◆ Task to carry out: Reproduce every one of the rows below word for word.

Rows from a labeling collection
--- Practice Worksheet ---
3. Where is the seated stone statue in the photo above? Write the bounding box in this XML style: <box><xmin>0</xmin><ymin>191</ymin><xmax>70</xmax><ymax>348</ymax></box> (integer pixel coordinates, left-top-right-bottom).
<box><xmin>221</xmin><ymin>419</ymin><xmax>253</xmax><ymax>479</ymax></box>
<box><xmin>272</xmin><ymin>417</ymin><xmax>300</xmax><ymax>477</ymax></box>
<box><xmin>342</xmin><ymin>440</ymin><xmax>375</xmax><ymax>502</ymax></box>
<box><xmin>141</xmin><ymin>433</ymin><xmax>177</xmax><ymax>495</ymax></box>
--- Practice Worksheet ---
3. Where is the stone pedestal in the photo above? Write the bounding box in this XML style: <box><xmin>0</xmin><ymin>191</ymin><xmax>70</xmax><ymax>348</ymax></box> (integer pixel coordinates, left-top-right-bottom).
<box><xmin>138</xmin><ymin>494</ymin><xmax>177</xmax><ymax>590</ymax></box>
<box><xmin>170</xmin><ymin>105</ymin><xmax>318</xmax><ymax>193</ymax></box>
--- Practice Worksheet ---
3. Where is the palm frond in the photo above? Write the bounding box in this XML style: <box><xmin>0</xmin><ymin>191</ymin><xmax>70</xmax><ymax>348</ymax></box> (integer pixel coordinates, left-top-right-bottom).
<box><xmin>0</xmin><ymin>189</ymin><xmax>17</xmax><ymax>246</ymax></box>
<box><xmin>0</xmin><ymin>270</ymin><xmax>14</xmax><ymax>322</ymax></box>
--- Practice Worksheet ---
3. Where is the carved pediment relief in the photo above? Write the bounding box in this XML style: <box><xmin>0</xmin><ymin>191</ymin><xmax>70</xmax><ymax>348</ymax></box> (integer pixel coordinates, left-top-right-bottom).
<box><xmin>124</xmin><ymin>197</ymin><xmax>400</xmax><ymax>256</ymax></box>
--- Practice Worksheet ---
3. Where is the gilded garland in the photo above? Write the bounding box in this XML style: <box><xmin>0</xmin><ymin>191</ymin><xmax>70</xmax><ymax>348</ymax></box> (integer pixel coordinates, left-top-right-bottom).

◆ Reply to the task:
--- Practice Worksheet ---
3. Where is the seated stone statue in the photo above? Write the bounding box in this XML style: <box><xmin>0</xmin><ymin>191</ymin><xmax>70</xmax><ymax>348</ymax></box> (integer pixel coordinates, left-top-right-bottom).
<box><xmin>221</xmin><ymin>419</ymin><xmax>253</xmax><ymax>479</ymax></box>
<box><xmin>272</xmin><ymin>417</ymin><xmax>300</xmax><ymax>477</ymax></box>
<box><xmin>342</xmin><ymin>440</ymin><xmax>375</xmax><ymax>502</ymax></box>
<box><xmin>141</xmin><ymin>433</ymin><xmax>177</xmax><ymax>495</ymax></box>
--- Practice Worksheet ---
3. Where is the stone pedestal in the photo above? Write the bounding box in this XML style: <box><xmin>0</xmin><ymin>191</ymin><xmax>70</xmax><ymax>348</ymax></box> (integer pixel coordinates, left-top-right-bottom).
<box><xmin>138</xmin><ymin>494</ymin><xmax>177</xmax><ymax>590</ymax></box>
<box><xmin>170</xmin><ymin>105</ymin><xmax>318</xmax><ymax>193</ymax></box>
--- Practice Worksheet ---
3. Where is the palm frond in the photo above? Write the bounding box in this XML style: <box><xmin>0</xmin><ymin>191</ymin><xmax>70</xmax><ymax>348</ymax></box> (integer pixel coordinates, left-top-right-bottom).
<box><xmin>0</xmin><ymin>189</ymin><xmax>17</xmax><ymax>246</ymax></box>
<box><xmin>0</xmin><ymin>270</ymin><xmax>14</xmax><ymax>322</ymax></box>
--- Practice Worksheet ---
3. Where is the carved pediment relief in the photo above? Write the bounding box in this XML style: <box><xmin>0</xmin><ymin>191</ymin><xmax>70</xmax><ymax>348</ymax></box> (integer pixel coordinates, left-top-right-bottom).
<box><xmin>124</xmin><ymin>197</ymin><xmax>400</xmax><ymax>256</ymax></box>
--- Practice Worksheet ---
3. Where is the gilded garland in the photo above? Write the bounding box in this XML style: <box><xmin>0</xmin><ymin>191</ymin><xmax>70</xmax><ymax>348</ymax></box> (integer pixel coordinates, left-top-right-bottom).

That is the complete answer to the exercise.